**YOUR OBJECTIVE:** Go through the records below and restate each one word for word.

»»

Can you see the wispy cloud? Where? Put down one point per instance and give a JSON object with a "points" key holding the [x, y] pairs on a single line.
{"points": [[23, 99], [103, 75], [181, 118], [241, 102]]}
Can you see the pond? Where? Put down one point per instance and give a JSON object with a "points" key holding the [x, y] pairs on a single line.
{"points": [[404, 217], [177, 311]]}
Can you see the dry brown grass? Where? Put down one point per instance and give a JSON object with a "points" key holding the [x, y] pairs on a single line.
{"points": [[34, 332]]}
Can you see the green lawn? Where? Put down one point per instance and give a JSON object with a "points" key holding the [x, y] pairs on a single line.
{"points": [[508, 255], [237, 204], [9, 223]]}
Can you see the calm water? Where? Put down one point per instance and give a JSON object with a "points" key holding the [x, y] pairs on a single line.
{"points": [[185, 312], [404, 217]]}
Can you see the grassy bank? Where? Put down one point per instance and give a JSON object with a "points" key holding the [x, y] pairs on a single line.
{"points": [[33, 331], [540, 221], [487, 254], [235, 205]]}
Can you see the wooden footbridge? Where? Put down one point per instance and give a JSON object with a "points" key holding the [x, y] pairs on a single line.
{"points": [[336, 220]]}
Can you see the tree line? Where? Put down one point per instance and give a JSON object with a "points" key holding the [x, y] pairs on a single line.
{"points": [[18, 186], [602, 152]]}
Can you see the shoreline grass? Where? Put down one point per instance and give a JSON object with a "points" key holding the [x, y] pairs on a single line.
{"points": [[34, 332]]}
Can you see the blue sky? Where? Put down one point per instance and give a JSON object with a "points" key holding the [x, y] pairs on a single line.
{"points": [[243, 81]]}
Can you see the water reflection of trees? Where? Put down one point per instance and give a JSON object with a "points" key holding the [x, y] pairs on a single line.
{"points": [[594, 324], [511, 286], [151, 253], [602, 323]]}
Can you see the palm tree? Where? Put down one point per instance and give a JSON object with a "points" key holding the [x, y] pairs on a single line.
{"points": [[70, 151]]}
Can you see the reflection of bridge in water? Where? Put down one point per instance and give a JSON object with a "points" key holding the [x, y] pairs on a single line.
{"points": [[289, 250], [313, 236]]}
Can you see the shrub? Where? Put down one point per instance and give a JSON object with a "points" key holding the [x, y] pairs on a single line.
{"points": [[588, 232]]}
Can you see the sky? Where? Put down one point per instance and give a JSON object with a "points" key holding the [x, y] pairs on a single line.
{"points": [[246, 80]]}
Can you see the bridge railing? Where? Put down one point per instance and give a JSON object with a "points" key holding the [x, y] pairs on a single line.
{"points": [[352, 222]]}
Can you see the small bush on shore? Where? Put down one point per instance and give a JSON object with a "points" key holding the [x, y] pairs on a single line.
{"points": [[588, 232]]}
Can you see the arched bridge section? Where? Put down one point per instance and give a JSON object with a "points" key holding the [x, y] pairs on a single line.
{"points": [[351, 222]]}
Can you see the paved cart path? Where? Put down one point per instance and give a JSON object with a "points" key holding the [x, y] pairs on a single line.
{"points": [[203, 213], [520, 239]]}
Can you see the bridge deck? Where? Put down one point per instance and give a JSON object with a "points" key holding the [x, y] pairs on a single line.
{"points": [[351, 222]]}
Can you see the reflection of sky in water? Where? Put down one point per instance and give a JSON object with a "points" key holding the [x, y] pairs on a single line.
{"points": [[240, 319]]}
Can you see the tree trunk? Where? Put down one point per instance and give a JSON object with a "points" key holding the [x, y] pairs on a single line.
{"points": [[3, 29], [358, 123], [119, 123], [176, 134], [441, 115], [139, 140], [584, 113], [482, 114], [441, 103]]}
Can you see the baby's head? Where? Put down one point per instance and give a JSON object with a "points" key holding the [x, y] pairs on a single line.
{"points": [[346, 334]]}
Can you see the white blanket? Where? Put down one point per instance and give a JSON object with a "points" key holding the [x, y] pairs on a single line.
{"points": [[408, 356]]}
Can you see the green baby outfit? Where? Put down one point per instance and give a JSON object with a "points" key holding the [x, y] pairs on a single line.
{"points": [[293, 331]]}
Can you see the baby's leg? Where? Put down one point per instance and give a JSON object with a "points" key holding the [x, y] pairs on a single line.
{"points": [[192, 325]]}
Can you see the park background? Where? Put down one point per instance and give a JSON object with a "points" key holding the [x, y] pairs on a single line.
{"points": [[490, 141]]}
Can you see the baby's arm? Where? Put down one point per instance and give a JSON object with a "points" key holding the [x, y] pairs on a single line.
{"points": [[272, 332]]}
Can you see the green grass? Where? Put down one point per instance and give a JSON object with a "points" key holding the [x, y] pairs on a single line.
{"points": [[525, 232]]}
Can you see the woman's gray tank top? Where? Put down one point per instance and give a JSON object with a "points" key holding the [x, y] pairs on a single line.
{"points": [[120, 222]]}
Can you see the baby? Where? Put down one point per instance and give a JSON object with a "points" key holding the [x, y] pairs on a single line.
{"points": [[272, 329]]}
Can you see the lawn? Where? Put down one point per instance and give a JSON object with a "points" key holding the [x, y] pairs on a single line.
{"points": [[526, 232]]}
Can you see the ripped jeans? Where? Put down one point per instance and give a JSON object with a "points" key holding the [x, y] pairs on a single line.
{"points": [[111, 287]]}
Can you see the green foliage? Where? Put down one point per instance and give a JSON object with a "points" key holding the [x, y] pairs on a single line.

««

**ANSWER SECTION:**
Can you see the wispy cloud? Where? Put down one point per instance and give a JSON object with a "points" key holding the [x, y] pairs on a single line.
{"points": [[23, 99], [103, 75], [181, 118], [241, 102]]}
Can you see the pond? Where? Put down one point per instance and give a JSON object with a "points" key holding the [x, y] pairs on a single line.
{"points": [[404, 217], [177, 311]]}
Can you see the dry brown grass? Where? Put down one point per instance and give a JSON object with a "points" key holding the [x, y] pairs on a single line.
{"points": [[34, 332]]}
Can you see the green lawn? Where? Put down one point per instance and give a JSON object with a "points" key holding the [x, y] pairs on a single line.
{"points": [[508, 255], [237, 204], [9, 223]]}
Can you see the calm water? Where? Put down one point per instance and give a JSON object with a "points" key holding the [x, y] pairs on a single line.
{"points": [[185, 312], [404, 217]]}
Can you see the grassy bank? Where? Put down one point per instance and give a JSON object with a "points" key holding the [x, y] pairs on a single line.
{"points": [[33, 331], [540, 221], [487, 254], [235, 205]]}
Can you see the wooden footbridge? Where? Put down one point per instance and give a JSON object with a "points" key holding the [x, y] pairs on a single line.
{"points": [[336, 220]]}
Can you see the tree line? Where? Put down one point per instance and give a JSON object with a "points" key holding the [x, y] pairs on a single line.
{"points": [[18, 186], [602, 152]]}
Can you see the shoreline grass? Where? Put down one point per instance and give a JSON object with a "points" key holding the [x, y] pairs on a single line.
{"points": [[34, 332]]}
Can you see the blue sky? Where? Put down one point per instance and give a JSON object with a "points" key holding the [x, y] pairs on a single line.
{"points": [[243, 81]]}
Can you see the water reflection of trees? Where? Put down one point per instance and give a JSON object with a "points" key holding the [x, y] pairs on a single line.
{"points": [[594, 324], [511, 286], [151, 253], [602, 323]]}
Can you see the palm tree? Where? Put down one point per instance and give a JSON object with a "points" key holding the [x, y] pairs on a single line.
{"points": [[70, 151]]}
Can you see the reflection of bridge in water? Where? Put down one point per instance and give a JSON object with a "points" key holding the [x, y] pairs on a single line.
{"points": [[289, 250], [313, 236]]}
Can you see the shrub? Where? Put down one point per instance and give a JSON object with a "points" key holding the [x, y] pairs on a single line.
{"points": [[588, 232]]}
Can you see the sky? Where? Put down one point per instance and give a JSON object with a "points" key holding the [x, y] pairs on a single line.
{"points": [[246, 80]]}
Can you see the bridge railing? Where? Put down one point per instance and give a JSON object with a "points" key holding the [x, y] pairs on a single line.
{"points": [[352, 222]]}
Can you see the small bush on shore? Where? Put down one point per instance and give a JSON object with a "points" key holding the [x, y] pairs on a single line.
{"points": [[588, 232]]}
Can you see the arched bridge section? Where? Put down one point per instance and give a JSON object with a "points" key holding the [x, y] pairs on a single line.
{"points": [[351, 222]]}
Can you see the paved cart path? Where? Put down one point per instance and give a JSON object with a "points" key holding the [x, y] pairs on a single line.
{"points": [[203, 213], [520, 239]]}
Can you see the bridge deck? Where? Put down one point per instance and give a JSON object with a "points" key holding the [x, y] pairs on a single line.
{"points": [[351, 222]]}
Can you see the reflection of sky in water? Where? Put down one point per instance and give a JSON object with a "points" key holding the [x, y] pairs on a single line.
{"points": [[240, 319]]}
Can you see the tree trunk? Where? Put down one point per instance and give a JSON object with a "points" key holding the [x, y] pairs on a single line.
{"points": [[3, 29], [358, 123], [119, 123], [176, 134], [441, 115], [139, 140], [584, 113], [482, 114], [441, 103]]}
Can you see the baby's head? Where? Put down one point per instance and give a JSON object with a "points" key holding the [x, y] pairs on a single line.
{"points": [[346, 334]]}
Can you see the white blanket? Where? Put down one point per instance and give a JSON object with a "points" key holding the [x, y] pairs on a single line.
{"points": [[408, 356]]}
Can you see the green baby outfit? Where? Put down one point per instance and give a JSON object with a "points" key holding the [x, y] pairs on a single line.
{"points": [[293, 331]]}
Can you see the baby's leg? Where? Put down one point per instance and give a JSON object with a "points" key holding the [x, y] pairs on a single line.
{"points": [[192, 325]]}
Can you see the park background? Where? Put down one point per instance and give a JSON object with a "points" key holding the [x, y] pairs on a single line.
{"points": [[490, 141]]}
Can you see the baby's arm? Where? Put down one point per instance and give a JSON object with a "points" key holding the [x, y] pairs on a single line.
{"points": [[272, 332]]}
Can you see the green grass? Where? Put down one point per instance and give a JSON object with a "points" key holding the [x, y] pairs on a single line.
{"points": [[525, 232]]}
Can you see the woman's gray tank top? Where? Put down one point per instance and give a JSON object with a "points" key holding the [x, y] pairs on a single line.
{"points": [[120, 222]]}
Can you see the baby? Where? Put down one point per instance and give a JSON object with a "points" key holding the [x, y] pairs on a single line.
{"points": [[272, 329]]}
Can you see the lawn? Where? Put down one point per instance and give a JSON object with a "points" key holding the [x, y] pairs on a single line.
{"points": [[526, 232]]}
Can you see the ripped jeans? Where? Put down one point per instance and give a JSON object with a "points" key holding the [x, y] pairs on a single line.
{"points": [[111, 287]]}
Can you see the green foliage? Where? Put down one point per instance and give a JSON object with a "points" key holding the [x, y] pairs on a single line.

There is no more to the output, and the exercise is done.